» TASK GOAL
Keep the pictures out while you transcribe the listing below exactly.
PROVIDED RECORDS START
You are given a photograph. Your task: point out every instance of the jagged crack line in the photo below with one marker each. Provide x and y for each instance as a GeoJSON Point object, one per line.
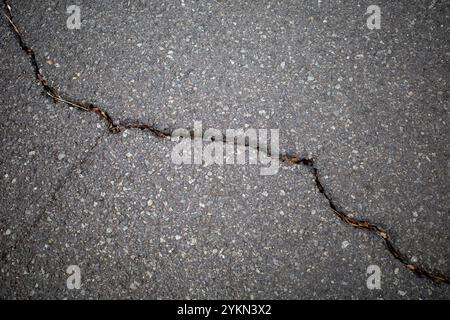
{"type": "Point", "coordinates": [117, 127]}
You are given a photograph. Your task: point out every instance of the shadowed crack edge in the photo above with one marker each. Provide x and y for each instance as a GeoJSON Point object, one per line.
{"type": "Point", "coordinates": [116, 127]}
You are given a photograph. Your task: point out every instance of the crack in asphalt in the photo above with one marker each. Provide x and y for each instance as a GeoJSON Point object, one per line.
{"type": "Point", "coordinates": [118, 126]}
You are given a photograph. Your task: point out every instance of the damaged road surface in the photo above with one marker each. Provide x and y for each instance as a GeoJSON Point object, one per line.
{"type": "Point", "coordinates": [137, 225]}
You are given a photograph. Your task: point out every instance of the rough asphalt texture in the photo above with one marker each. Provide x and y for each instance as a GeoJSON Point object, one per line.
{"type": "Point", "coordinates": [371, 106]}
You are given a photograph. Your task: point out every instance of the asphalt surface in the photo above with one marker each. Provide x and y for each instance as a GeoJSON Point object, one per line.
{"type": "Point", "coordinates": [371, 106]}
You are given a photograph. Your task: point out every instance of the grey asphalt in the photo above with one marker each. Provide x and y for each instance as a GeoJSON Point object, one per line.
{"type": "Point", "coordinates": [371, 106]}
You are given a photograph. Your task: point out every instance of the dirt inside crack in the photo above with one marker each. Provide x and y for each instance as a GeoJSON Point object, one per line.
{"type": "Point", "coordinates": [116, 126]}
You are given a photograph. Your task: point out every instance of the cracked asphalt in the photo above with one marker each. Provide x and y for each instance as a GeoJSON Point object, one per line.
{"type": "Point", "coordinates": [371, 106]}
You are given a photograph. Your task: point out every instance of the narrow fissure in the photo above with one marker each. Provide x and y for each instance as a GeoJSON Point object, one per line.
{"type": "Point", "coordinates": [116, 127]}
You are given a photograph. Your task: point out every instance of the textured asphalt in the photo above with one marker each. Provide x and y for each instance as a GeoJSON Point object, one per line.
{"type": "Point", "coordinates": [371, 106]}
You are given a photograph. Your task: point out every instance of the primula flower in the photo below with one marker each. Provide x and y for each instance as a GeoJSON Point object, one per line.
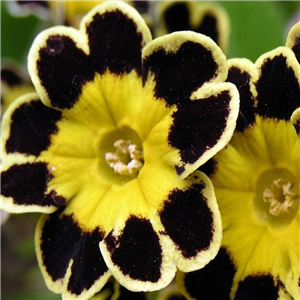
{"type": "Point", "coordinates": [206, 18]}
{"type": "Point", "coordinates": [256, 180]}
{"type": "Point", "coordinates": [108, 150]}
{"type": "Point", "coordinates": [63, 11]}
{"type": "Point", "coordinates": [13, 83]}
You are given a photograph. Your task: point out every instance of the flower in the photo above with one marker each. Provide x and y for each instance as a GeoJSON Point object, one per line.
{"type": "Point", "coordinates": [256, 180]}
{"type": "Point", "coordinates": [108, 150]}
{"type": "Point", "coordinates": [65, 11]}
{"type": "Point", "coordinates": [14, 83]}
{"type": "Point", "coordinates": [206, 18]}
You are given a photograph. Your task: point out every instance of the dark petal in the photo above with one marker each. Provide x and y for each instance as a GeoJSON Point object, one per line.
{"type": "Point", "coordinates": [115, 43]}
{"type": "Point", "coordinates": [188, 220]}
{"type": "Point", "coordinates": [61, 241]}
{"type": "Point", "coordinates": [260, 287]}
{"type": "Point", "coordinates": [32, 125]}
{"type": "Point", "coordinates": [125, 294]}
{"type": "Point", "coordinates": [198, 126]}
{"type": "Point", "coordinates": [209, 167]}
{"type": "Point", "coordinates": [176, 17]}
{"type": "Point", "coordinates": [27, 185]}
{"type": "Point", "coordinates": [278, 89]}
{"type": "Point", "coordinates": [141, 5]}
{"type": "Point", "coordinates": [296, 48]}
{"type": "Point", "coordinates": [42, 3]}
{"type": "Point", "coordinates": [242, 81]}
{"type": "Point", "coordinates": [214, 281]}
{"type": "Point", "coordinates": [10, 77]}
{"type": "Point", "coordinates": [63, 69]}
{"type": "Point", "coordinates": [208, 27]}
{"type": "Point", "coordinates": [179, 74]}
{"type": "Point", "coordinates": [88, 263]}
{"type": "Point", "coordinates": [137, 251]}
PROVIDED RECORDS END
» ANSWER SPACE
You are given a photograph. Your task: point out every instance of the jagged crack line in the photo below with one marker each. Provide x and y for each instance as a GeoJSON Point object, one per line.
{"type": "Point", "coordinates": [117, 127]}
You are given a photograph. Your task: point out every instance of the shadowed crack edge in the photo above with one marker each. Provide x and y for each instance as a GeoJSON Point object, one per line.
{"type": "Point", "coordinates": [116, 127]}
You are given a photograph. Your task: point out every instance of the crack in asphalt in the photo above with one marker each. Provide x and y for each instance as a GeoJSON Point object, one per line.
{"type": "Point", "coordinates": [118, 126]}
You are given a photograph. Your task: point out every instance of the damaged road surface in the photo above with one marker each. Provide x and y for each instance as a GeoJSON Point object, one per line.
{"type": "Point", "coordinates": [137, 225]}
You are given a photograph. Your task: point out every instance of the rough asphalt texture in the photo above with one marker each. Provide x and y for each instance as a GeoJSON Point object, one per line.
{"type": "Point", "coordinates": [371, 106]}
You are given a photograph. Your task: point out every instance of the asphalt surface in the photo above with one marker each. Provide x and y for each instance as a GeoJSON Point object, one per line.
{"type": "Point", "coordinates": [371, 106]}
You are given a photograph. Your task: point out every instance of the grey asphalt in the photo above with one marker each. Provide x and y for each instance as a GeoJSON Point object, one per line.
{"type": "Point", "coordinates": [371, 106]}
You are given a photograph. Your task: point out every instance of the dirt inside crack in the photo above with one marker each. Provide x and y for each instance as a GeoJSON Point object, one per line.
{"type": "Point", "coordinates": [116, 126]}
You are given a photograph. Your task: point out every instance of the cracked asphalt in the photo above with one marker each. Provide x and y for each instance as a GeoJSON Point object, one per line.
{"type": "Point", "coordinates": [371, 106]}
You are given a photograph. Your task: point out every instance of the narrow fissure in the photo above with one marker each. Provide x and y for each instance as a GeoJSON Point object, one per line.
{"type": "Point", "coordinates": [116, 127]}
You are given a photograph. Your task: point out every instance of the textured asphalt in the photo above with one marker each. Provide x and y for each instance as a GeoJSON Point object, one per line.
{"type": "Point", "coordinates": [371, 106]}
You are given a photograph. Your task: point out every instance of the primula flower in the photo below with one marker each. Provide x and y for each instance as a GeoJSON Point object, one per line.
{"type": "Point", "coordinates": [206, 18]}
{"type": "Point", "coordinates": [256, 180]}
{"type": "Point", "coordinates": [108, 150]}
{"type": "Point", "coordinates": [63, 11]}
{"type": "Point", "coordinates": [13, 83]}
You are given a photograph. Your task: point out every instance of the flower in the photo above with one marker each. Provide x and y for each instance as a GeoJSON Point object, one per line.
{"type": "Point", "coordinates": [256, 180]}
{"type": "Point", "coordinates": [108, 150]}
{"type": "Point", "coordinates": [65, 11]}
{"type": "Point", "coordinates": [14, 83]}
{"type": "Point", "coordinates": [206, 18]}
You are given a photograph. Your task: point out every instance of the dark petal in the photo above with one marker each. Provide x and y for each instance as a GeoJSON Point object, one per line.
{"type": "Point", "coordinates": [115, 43]}
{"type": "Point", "coordinates": [188, 220]}
{"type": "Point", "coordinates": [61, 241]}
{"type": "Point", "coordinates": [260, 287]}
{"type": "Point", "coordinates": [32, 125]}
{"type": "Point", "coordinates": [125, 294]}
{"type": "Point", "coordinates": [198, 126]}
{"type": "Point", "coordinates": [209, 167]}
{"type": "Point", "coordinates": [176, 17]}
{"type": "Point", "coordinates": [27, 185]}
{"type": "Point", "coordinates": [278, 89]}
{"type": "Point", "coordinates": [141, 5]}
{"type": "Point", "coordinates": [296, 48]}
{"type": "Point", "coordinates": [42, 3]}
{"type": "Point", "coordinates": [242, 81]}
{"type": "Point", "coordinates": [214, 281]}
{"type": "Point", "coordinates": [10, 77]}
{"type": "Point", "coordinates": [63, 69]}
{"type": "Point", "coordinates": [208, 27]}
{"type": "Point", "coordinates": [179, 74]}
{"type": "Point", "coordinates": [88, 263]}
{"type": "Point", "coordinates": [137, 251]}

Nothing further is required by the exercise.